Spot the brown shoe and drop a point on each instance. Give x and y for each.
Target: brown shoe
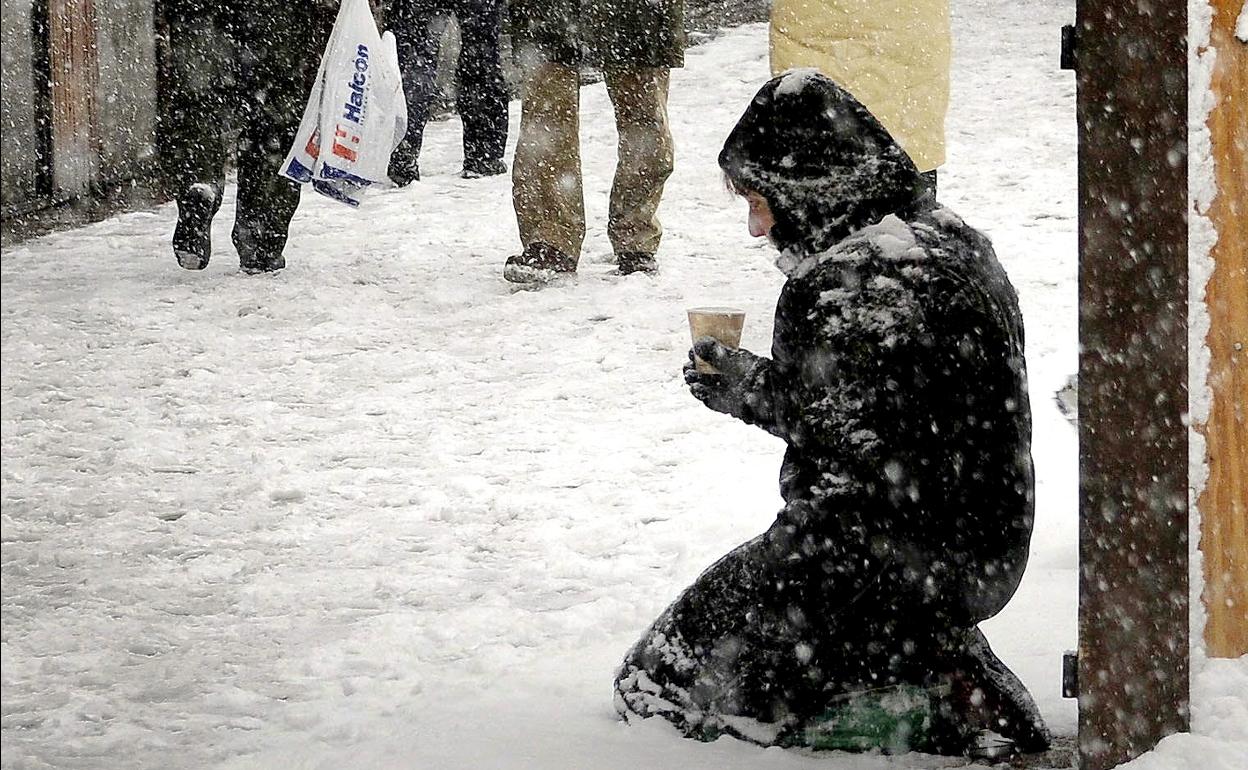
(635, 262)
(538, 263)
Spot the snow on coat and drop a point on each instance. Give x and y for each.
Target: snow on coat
(892, 55)
(897, 381)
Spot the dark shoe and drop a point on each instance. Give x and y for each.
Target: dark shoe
(403, 169)
(987, 700)
(262, 263)
(260, 247)
(637, 262)
(474, 169)
(192, 236)
(538, 263)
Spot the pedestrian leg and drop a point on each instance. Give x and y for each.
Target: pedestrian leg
(546, 180)
(482, 96)
(282, 48)
(645, 160)
(192, 145)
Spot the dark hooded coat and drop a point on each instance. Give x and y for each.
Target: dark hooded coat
(897, 381)
(610, 34)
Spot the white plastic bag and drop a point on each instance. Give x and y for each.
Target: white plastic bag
(356, 114)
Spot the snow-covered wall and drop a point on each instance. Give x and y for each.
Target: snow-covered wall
(16, 104)
(1202, 236)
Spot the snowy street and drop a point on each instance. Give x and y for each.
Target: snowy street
(381, 511)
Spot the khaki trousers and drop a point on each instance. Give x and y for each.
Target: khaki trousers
(546, 176)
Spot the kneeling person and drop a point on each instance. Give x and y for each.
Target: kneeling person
(897, 381)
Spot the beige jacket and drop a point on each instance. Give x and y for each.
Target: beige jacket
(892, 55)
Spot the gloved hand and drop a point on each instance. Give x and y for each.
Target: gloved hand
(724, 389)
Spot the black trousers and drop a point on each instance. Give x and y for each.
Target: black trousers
(247, 65)
(482, 92)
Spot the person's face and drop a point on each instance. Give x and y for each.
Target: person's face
(760, 215)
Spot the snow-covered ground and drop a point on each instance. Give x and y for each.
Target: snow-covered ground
(378, 511)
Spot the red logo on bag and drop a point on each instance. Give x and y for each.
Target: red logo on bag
(342, 150)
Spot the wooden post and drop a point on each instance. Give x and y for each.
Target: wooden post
(1224, 502)
(73, 58)
(1133, 436)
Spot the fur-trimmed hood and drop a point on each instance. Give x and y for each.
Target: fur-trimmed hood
(824, 164)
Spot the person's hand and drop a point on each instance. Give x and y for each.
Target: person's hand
(723, 389)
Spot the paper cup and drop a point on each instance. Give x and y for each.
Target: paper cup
(723, 323)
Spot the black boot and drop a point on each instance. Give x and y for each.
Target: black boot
(404, 166)
(635, 262)
(538, 265)
(477, 169)
(192, 236)
(258, 251)
(985, 696)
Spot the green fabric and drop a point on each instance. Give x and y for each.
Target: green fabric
(894, 720)
(603, 33)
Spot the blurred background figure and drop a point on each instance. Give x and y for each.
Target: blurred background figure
(245, 66)
(891, 55)
(481, 95)
(634, 43)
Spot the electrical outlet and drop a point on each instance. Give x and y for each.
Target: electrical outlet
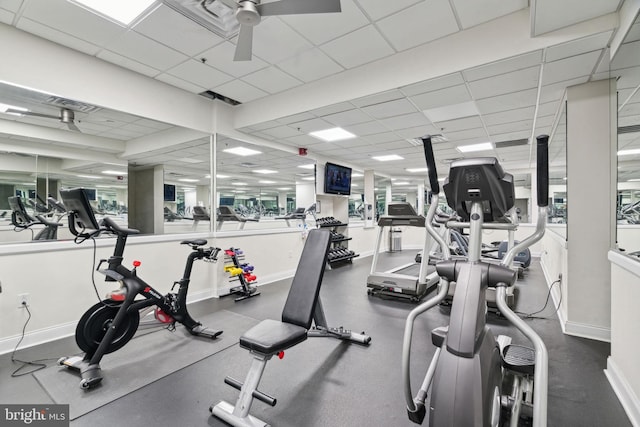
(23, 300)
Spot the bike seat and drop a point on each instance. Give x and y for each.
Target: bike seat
(194, 242)
(438, 335)
(520, 359)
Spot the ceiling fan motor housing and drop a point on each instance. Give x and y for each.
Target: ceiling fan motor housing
(247, 13)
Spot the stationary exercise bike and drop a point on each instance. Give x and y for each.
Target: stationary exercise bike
(110, 324)
(474, 378)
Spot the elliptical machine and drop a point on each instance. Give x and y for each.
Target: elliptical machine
(471, 369)
(109, 324)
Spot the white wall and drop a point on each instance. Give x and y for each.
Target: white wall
(623, 370)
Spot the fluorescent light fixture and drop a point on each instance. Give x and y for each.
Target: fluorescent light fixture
(333, 134)
(629, 152)
(5, 107)
(387, 158)
(189, 160)
(452, 112)
(483, 146)
(242, 151)
(123, 11)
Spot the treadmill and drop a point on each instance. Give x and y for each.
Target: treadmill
(411, 281)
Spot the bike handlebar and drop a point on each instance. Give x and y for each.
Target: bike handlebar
(431, 164)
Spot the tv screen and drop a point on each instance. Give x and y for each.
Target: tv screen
(337, 179)
(169, 193)
(91, 194)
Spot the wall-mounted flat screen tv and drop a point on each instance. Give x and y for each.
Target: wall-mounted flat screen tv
(169, 193)
(337, 179)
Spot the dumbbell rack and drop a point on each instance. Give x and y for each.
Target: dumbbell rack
(242, 272)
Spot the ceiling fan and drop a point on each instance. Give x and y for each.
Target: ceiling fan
(66, 116)
(249, 13)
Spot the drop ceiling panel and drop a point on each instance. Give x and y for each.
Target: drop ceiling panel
(555, 92)
(71, 19)
(550, 15)
(433, 84)
(449, 96)
(459, 124)
(476, 12)
(320, 28)
(57, 36)
(359, 47)
(180, 83)
(378, 98)
(311, 125)
(570, 68)
(505, 83)
(507, 102)
(405, 121)
(274, 41)
(125, 62)
(176, 31)
(240, 91)
(311, 65)
(272, 80)
(377, 9)
(201, 74)
(390, 109)
(424, 22)
(345, 118)
(6, 17)
(505, 66)
(142, 49)
(577, 47)
(281, 132)
(508, 116)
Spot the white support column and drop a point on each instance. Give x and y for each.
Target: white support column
(591, 195)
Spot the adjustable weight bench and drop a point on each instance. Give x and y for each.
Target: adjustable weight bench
(271, 337)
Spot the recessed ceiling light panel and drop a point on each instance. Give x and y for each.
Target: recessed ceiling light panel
(333, 134)
(387, 158)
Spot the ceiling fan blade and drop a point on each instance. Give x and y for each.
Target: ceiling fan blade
(295, 7)
(245, 44)
(30, 113)
(230, 3)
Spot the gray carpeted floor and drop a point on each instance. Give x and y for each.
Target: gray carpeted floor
(323, 382)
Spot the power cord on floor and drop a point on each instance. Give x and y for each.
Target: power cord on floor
(533, 314)
(37, 364)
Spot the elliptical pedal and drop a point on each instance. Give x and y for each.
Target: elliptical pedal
(520, 359)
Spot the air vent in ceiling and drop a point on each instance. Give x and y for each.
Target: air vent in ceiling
(72, 105)
(512, 143)
(212, 95)
(435, 138)
(628, 129)
(213, 15)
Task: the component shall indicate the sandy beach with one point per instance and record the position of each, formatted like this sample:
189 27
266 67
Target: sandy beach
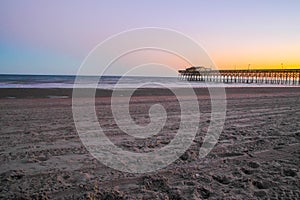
256 157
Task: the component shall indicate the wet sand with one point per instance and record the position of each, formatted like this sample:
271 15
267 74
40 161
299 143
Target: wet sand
257 156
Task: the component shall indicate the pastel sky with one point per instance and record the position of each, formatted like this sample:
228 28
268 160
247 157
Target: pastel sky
53 37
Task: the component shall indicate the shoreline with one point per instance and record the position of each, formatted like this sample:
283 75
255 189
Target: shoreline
31 93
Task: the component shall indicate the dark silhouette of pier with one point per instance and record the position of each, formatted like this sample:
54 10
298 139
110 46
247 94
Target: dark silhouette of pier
261 76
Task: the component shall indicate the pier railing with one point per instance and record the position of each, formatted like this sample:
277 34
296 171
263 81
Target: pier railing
267 76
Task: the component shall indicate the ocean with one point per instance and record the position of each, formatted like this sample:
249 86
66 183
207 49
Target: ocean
109 82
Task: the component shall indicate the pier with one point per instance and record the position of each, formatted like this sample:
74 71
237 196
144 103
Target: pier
261 76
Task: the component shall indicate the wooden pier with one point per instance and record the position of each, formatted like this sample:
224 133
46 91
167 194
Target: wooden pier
264 76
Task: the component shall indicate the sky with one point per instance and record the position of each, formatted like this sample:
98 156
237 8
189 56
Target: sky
55 36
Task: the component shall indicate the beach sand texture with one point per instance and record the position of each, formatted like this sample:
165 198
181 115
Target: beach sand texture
257 156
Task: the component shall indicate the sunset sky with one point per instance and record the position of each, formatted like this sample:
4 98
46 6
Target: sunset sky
53 37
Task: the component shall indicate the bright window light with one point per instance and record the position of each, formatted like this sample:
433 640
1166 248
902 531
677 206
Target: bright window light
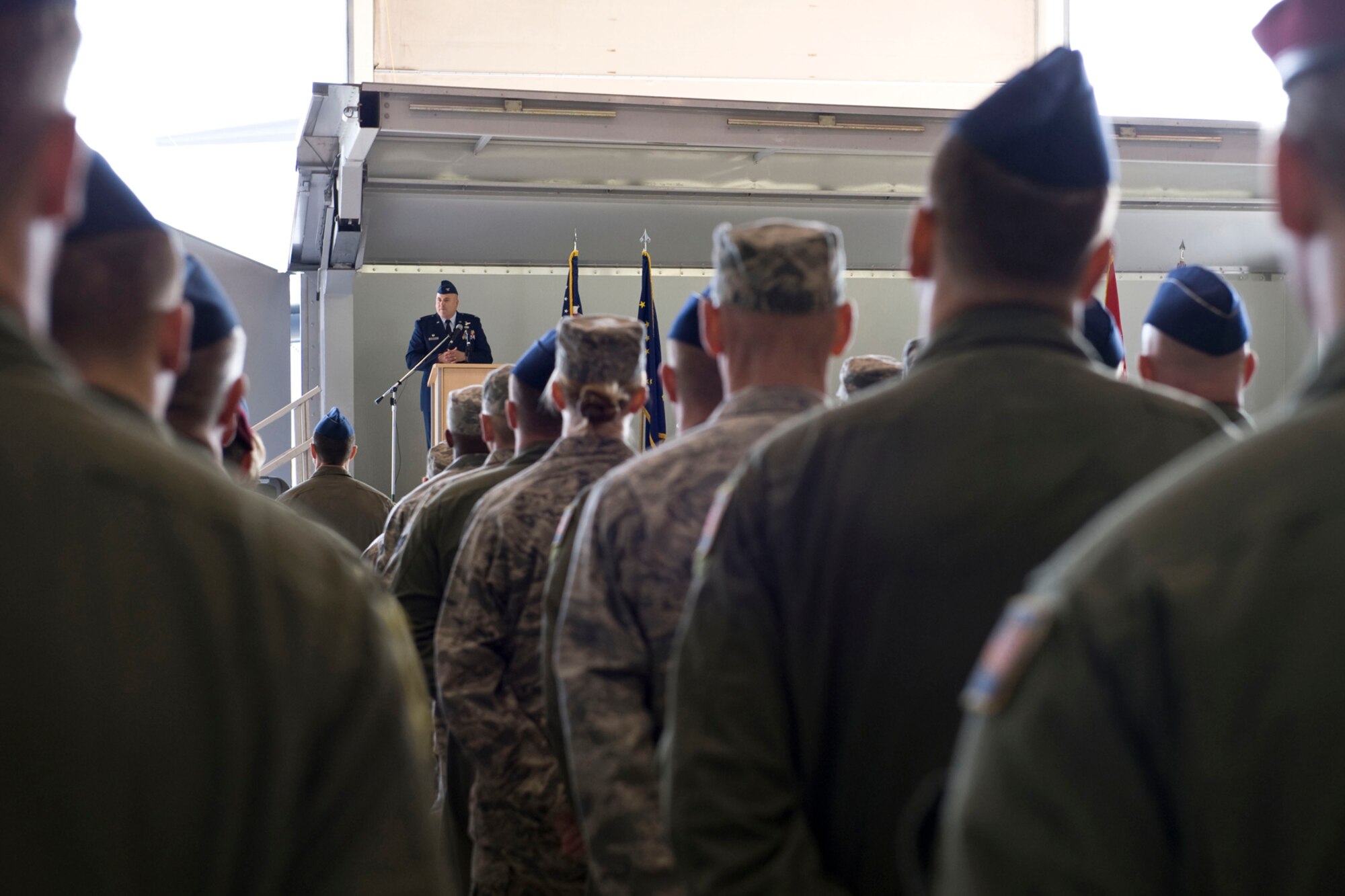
198 108
1179 60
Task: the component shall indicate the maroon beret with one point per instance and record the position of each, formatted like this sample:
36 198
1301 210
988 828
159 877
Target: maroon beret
1304 36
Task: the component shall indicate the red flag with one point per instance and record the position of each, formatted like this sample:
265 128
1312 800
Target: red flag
1114 298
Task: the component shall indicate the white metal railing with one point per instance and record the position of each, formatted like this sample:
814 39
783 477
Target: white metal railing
301 438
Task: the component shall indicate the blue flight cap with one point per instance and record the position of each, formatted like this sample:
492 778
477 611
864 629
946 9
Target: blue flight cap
110 205
687 327
1043 126
1101 333
213 314
1198 307
536 366
336 425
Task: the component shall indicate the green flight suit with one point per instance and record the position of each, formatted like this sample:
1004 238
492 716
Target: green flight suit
200 690
341 502
1178 729
860 561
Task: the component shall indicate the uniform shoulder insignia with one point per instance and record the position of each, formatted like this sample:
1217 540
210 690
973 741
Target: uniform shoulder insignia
1013 643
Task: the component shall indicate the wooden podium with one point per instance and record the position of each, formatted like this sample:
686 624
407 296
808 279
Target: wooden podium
446 378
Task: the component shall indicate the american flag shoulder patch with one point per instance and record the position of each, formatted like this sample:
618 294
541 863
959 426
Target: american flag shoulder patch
1013 643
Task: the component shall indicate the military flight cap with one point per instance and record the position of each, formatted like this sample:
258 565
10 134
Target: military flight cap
1043 126
863 372
213 314
535 366
779 266
110 205
465 411
496 391
1101 333
1304 37
687 326
1198 307
336 425
594 349
439 456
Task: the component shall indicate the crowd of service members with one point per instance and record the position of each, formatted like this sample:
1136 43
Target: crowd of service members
743 662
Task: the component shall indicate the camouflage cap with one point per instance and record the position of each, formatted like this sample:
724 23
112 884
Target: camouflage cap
863 372
496 391
438 459
465 411
779 266
601 349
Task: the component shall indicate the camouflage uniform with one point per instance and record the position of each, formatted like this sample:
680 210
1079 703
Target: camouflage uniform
631 571
488 655
489 639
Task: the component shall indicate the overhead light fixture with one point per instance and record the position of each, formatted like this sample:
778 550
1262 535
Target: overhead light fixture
516 108
1129 134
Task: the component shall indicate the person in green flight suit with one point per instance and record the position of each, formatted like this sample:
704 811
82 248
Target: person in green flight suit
1161 713
201 692
859 559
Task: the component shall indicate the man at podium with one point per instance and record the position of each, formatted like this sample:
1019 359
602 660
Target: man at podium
446 337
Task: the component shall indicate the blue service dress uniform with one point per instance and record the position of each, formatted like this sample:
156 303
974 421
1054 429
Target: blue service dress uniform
466 335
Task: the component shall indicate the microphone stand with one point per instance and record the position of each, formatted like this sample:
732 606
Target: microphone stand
392 401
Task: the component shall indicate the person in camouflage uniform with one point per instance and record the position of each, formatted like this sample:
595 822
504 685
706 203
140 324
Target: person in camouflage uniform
856 561
692 382
489 638
777 319
470 452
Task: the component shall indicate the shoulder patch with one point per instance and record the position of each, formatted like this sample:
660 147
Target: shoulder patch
1013 643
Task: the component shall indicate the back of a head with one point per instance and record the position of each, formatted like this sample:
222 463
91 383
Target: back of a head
1023 188
334 436
219 346
438 459
537 417
598 364
1196 335
700 388
119 271
778 284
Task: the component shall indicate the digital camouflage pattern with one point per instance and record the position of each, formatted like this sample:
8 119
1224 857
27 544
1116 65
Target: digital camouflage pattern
488 653
790 267
407 507
419 572
863 372
465 411
341 502
601 349
629 580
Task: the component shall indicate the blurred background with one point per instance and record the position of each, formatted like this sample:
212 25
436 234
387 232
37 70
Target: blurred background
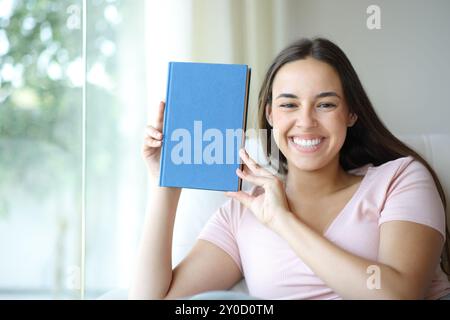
402 62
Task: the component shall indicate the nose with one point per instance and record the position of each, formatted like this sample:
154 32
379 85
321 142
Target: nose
306 118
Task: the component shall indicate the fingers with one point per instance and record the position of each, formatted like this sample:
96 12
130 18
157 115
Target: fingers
160 116
255 179
153 137
254 167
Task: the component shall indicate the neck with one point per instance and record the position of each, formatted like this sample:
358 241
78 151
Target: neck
318 183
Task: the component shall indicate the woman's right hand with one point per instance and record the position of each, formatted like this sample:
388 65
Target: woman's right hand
151 150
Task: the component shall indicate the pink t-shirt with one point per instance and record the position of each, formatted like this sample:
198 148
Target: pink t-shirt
402 189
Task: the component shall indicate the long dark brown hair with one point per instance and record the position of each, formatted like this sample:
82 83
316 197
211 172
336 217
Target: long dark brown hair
368 140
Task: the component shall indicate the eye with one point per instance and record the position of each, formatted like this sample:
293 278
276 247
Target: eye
326 106
288 105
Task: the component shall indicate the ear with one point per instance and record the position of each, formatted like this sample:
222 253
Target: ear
268 111
352 119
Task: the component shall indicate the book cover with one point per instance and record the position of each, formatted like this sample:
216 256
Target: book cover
204 125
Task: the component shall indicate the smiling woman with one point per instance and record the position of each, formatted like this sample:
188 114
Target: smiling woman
352 213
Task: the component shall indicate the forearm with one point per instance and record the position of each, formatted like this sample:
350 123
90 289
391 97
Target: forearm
154 264
347 274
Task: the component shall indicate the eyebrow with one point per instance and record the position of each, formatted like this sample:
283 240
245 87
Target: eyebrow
320 95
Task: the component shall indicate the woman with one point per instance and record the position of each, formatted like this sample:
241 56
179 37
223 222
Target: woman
353 213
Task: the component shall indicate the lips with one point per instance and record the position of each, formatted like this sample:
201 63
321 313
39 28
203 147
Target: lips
306 143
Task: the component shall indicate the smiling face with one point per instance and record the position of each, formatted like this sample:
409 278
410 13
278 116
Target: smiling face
309 114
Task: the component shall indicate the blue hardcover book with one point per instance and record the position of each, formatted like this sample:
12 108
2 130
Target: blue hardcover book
204 125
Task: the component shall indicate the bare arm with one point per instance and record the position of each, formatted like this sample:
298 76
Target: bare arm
407 258
154 264
206 267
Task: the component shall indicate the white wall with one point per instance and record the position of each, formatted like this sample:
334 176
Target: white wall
403 66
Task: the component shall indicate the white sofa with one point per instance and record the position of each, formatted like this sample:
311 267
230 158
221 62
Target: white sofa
196 206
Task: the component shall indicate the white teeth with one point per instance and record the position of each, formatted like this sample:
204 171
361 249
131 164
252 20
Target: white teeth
306 143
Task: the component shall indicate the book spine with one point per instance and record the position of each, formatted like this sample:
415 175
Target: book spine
244 120
165 127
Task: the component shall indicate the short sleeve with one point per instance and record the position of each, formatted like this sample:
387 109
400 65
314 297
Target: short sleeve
413 196
221 229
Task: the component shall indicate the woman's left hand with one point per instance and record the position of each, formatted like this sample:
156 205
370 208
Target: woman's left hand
270 207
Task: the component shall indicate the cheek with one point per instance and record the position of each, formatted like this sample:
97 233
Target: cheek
281 124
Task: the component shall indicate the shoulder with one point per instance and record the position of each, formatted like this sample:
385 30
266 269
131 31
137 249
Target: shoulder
402 169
━━━━━━━━━━
■ **Your task**: Return, unchanged, each line from the line containing "Task: the component shall indicate the white teeth" through the last line of the material.

■ **Solution**:
Task: the component shall indicate the white teeth with one point per instance and record the position of each, formatted like this sample:
204 171
361 249
131 164
252 20
Target: white teeth
306 143
Task: the component shall indicate the book spine with one point per instance and record the position of each, formatted like this sample:
415 175
Target: book spine
244 120
165 127
Task: the component shall indicate the short sleeve with one point per instance and record the position of each, formatted like this sample:
387 109
400 65
314 297
Target: short sleeve
413 196
221 229
Task: the component shall indicate the woman's left hand with one point per instance and record the position of each, formatted like this sample:
156 205
370 208
Target: woman's left hand
270 207
Task: the component shall indicate the cheek with one point per instance and record the position of each, formatted like this sample:
97 233
Target: cheek
281 124
Task: the component shall indicate the shoulder with one point per instance and record the position of each, formatted like this sample:
385 30
266 269
131 31
137 249
Target: shoulder
402 169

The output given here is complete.